Bref, elle recommande de renforcer la mesure de taxation des rentes prévues par la réglementation européenne pour ces installations : il s’agit là du « plafond » de 180 euros par MWh imaginé par la Commission européenne, mais que la CRE verrait bien rabaissé à un niveau nettement inférieur, ce qui est semble-t-il une prérogative des gouvernements nationaux.

Un pactole aux effets pervers ?

Ce plafond pourrait également affecter… la mise sur le marché de l’électricité des projets qui vont bénéficier de contrats de rémunération à un niveau fixé il y a un an ou deux, niveau désormais insuffisant pour assurer leur rentabilité. C’est-à-dire ceux que la CRE a justement autorisé à différer de 18 mois la prise d’effet des contrats, comme rappelé plus tôt.

• [CONSIGNES DE LA TÂCHE]: Rédigez la suite du texte sur le plafond de 180 euros par MWh appliqué aux rentes des producteurs d'électricité, en commençant après sa dernière phrase.

• [Extraits d'un jeu de données d'annotation par points]:
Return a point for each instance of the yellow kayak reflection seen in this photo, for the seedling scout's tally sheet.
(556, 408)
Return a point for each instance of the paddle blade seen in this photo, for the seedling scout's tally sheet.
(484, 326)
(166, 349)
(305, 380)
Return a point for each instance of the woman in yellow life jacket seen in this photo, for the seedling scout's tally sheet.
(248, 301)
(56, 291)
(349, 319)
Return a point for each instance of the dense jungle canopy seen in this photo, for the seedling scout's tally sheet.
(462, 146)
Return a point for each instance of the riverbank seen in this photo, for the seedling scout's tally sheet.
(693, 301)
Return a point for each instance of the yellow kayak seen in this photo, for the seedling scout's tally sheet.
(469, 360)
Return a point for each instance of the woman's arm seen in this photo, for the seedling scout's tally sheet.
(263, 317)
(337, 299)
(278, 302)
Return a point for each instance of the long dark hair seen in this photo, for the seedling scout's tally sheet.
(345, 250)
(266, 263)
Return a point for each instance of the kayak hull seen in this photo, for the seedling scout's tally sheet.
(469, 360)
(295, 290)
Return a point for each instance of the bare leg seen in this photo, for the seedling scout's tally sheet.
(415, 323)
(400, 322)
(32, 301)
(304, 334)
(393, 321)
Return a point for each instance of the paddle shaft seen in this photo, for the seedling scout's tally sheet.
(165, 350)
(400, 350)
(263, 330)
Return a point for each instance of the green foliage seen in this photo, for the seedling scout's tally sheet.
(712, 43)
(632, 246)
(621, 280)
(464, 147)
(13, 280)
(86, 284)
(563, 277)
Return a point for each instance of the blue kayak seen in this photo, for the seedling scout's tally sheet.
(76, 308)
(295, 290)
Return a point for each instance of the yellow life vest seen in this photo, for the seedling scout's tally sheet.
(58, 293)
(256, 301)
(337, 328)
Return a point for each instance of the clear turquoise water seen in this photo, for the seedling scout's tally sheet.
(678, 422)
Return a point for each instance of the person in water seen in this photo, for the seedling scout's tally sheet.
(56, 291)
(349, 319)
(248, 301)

• [RÉSULTAT FINAL]:
Le risque est de voir des GW de projets éoliens ou solaires prêts à construire immédiatement s’évanouir dans la nature, au moment même où nous en avons le plus besoin, avant l’hiver 2023-2024, qui s’annonce comme aussi difficile sinon plus que l’hiver 2022-2023 : si les centrales nucléaires aujourd’hui à l’arrêt seront peut-être remises en route avant un an, en revanche nos réservoirs de gaz seront plus difficiles à remplir en l’absence totale de gaz russe.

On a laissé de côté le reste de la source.